Stored records:
---+---

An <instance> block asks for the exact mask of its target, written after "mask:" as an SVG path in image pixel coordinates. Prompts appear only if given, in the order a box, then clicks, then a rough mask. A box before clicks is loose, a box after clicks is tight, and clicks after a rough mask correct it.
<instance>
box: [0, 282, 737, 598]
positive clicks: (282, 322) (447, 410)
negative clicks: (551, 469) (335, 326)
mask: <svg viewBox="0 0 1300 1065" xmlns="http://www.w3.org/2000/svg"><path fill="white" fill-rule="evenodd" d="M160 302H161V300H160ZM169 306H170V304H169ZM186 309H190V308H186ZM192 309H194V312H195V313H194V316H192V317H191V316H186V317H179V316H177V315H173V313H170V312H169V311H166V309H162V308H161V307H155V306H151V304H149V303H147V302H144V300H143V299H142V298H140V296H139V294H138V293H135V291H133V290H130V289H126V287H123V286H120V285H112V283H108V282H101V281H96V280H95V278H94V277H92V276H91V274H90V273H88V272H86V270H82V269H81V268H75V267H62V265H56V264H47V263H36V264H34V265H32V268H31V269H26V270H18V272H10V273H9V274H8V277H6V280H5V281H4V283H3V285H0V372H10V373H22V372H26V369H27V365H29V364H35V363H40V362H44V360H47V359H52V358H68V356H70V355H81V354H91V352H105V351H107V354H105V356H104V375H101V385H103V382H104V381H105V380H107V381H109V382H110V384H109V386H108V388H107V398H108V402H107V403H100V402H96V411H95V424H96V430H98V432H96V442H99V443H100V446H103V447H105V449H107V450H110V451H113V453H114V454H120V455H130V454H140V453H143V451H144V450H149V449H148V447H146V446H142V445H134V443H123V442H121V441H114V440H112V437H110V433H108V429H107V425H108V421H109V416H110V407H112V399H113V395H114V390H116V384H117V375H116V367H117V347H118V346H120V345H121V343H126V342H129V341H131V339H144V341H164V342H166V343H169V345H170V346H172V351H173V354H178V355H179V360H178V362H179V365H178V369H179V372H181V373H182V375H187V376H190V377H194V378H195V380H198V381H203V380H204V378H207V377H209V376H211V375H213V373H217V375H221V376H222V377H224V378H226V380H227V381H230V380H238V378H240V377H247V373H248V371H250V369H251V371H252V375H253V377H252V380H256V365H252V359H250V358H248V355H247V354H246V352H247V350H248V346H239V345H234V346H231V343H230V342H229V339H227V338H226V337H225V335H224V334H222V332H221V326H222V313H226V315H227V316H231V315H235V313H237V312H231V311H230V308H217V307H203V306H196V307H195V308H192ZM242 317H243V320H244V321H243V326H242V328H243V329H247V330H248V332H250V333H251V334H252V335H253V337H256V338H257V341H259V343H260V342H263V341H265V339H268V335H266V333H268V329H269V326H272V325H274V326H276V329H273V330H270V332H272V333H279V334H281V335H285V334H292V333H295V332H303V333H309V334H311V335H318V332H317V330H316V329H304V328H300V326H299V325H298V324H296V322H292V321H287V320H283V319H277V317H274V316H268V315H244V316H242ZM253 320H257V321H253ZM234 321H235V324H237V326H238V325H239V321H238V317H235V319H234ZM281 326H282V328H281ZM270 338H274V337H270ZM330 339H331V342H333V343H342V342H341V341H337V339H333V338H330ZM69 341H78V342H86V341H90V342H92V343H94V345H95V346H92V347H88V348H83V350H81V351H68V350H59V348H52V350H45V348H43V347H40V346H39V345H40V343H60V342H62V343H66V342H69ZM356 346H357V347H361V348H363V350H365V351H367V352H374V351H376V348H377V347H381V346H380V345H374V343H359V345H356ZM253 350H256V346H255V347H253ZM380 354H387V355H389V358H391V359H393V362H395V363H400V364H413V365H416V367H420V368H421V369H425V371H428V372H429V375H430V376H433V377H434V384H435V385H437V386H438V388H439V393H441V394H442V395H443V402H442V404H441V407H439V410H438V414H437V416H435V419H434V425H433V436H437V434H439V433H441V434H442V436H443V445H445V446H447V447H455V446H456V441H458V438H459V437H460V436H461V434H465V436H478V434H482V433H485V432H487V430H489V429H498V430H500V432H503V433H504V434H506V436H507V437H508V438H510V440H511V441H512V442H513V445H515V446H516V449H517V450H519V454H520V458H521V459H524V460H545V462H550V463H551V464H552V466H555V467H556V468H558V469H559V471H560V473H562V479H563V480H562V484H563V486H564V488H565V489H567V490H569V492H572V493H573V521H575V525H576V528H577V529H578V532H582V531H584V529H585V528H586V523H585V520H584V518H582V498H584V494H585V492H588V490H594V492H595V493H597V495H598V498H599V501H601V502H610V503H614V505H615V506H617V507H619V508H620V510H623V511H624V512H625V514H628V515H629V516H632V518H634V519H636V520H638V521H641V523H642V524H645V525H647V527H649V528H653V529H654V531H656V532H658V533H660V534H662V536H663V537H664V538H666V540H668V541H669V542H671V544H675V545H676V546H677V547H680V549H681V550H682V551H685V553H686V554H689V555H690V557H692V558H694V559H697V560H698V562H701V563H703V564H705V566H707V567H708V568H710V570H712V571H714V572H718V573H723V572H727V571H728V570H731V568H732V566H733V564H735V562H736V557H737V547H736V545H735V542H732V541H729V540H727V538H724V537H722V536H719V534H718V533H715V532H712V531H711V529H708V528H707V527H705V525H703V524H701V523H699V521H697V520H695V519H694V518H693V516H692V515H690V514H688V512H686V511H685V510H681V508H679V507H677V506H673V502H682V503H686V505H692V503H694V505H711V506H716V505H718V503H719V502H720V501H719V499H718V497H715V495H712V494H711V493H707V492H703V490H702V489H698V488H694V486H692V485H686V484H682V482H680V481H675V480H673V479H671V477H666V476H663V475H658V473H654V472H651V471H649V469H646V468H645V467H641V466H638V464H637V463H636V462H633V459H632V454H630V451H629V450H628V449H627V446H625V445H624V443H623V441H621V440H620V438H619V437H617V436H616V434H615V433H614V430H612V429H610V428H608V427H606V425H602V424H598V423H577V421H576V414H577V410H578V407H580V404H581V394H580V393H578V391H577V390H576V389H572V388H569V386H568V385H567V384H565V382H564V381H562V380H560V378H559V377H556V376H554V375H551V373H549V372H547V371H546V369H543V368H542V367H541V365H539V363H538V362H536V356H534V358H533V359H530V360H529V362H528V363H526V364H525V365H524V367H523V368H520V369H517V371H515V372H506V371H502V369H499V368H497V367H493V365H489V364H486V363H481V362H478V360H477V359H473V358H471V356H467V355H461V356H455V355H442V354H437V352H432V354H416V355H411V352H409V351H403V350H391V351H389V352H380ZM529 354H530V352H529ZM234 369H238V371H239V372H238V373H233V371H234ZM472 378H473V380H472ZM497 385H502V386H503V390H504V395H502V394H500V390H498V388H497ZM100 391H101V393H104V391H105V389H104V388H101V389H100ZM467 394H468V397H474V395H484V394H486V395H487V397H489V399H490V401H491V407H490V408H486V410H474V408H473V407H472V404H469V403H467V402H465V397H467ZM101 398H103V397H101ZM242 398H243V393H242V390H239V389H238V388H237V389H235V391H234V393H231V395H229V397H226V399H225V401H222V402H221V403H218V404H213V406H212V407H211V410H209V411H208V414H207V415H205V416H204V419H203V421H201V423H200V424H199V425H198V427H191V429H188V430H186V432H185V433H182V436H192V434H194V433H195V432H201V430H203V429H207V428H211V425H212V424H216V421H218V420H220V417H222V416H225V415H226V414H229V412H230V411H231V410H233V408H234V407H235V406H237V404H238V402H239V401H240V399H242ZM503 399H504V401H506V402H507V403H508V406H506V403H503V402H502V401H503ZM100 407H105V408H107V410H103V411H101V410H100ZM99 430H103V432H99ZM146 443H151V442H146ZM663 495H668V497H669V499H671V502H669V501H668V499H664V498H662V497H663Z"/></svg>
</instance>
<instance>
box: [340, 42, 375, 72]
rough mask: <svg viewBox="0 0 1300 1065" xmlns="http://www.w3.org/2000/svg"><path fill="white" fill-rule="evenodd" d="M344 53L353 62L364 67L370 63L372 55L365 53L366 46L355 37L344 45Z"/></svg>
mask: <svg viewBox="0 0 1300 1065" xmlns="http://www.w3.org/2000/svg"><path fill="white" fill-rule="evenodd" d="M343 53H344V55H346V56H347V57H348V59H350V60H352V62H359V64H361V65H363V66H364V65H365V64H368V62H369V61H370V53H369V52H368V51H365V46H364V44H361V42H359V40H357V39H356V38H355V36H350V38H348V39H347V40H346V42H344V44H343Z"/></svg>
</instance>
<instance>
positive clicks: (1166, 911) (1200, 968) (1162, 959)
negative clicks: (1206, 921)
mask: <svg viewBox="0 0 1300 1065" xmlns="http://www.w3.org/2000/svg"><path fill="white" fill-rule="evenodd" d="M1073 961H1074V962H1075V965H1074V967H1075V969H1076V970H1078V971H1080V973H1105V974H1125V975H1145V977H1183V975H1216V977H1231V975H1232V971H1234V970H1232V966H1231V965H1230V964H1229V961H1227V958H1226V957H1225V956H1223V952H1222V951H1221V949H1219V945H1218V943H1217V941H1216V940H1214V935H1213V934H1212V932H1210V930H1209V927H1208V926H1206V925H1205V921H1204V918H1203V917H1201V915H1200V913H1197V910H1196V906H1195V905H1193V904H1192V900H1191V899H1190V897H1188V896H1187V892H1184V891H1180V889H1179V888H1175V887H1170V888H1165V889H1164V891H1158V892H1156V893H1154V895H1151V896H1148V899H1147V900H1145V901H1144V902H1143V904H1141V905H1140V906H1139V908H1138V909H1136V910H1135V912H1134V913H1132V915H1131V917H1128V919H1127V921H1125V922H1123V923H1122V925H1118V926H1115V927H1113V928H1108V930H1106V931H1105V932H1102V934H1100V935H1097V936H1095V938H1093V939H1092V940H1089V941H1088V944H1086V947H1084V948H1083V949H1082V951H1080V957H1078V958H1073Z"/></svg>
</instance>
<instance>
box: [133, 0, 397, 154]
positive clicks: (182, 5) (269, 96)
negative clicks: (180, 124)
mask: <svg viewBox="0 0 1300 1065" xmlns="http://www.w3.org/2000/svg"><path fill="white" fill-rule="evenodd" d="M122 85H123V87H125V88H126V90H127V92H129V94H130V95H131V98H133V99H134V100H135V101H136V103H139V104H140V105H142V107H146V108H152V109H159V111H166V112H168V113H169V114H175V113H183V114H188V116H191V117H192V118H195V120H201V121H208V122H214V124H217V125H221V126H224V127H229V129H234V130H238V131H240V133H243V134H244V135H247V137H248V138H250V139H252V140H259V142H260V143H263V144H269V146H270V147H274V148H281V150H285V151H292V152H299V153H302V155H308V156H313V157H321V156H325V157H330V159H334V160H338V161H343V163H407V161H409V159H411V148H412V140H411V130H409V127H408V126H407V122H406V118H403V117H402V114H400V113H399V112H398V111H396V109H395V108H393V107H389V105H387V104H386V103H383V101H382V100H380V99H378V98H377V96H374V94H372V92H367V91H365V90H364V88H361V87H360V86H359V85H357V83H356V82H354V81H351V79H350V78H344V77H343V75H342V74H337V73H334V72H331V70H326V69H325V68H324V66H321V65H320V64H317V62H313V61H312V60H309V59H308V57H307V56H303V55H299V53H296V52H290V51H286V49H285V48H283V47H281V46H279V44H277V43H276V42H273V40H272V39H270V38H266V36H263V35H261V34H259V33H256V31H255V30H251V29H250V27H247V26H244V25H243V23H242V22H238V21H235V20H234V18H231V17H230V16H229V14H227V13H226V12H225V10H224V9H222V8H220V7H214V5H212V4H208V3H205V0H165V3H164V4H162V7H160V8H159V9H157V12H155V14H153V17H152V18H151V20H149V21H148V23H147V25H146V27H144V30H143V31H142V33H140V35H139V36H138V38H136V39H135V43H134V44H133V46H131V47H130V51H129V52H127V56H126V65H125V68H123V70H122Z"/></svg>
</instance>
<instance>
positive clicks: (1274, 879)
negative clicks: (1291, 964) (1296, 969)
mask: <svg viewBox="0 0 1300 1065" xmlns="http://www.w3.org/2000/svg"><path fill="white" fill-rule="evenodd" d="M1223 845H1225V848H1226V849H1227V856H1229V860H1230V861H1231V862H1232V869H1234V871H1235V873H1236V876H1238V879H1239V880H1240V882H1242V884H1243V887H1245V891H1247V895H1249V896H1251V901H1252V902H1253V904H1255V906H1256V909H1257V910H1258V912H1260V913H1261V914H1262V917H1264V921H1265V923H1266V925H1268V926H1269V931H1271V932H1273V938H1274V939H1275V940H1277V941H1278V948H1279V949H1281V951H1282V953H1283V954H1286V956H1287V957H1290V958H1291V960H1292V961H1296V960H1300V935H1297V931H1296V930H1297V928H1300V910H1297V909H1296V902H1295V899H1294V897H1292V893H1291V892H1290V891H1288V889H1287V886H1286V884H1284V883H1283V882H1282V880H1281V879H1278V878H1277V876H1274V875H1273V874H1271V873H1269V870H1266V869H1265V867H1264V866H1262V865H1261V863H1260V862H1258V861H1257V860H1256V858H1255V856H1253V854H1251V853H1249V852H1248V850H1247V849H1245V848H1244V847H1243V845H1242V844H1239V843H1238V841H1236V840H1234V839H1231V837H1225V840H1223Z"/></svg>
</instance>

---+---

■ EXERCISE BRIEF
Reproduce the data word for word, from its very first line down through the line that contains "negative clicks: (551, 469) (335, 326)", with both ends included.

■ EXERCISE ANSWER
An <instance> block asks for the exact mask of its target, written after "mask:" as an SVG path in image pixel coordinates. Prompts appear only if given, in the order a box, then clicks, then a rough mask. A box before clicks is loose, a box after clicks is tight, and clicks after a rough mask correct it.
<instance>
box: [0, 282, 737, 598]
positive clicks: (282, 322) (447, 410)
negative clicks: (551, 469) (335, 326)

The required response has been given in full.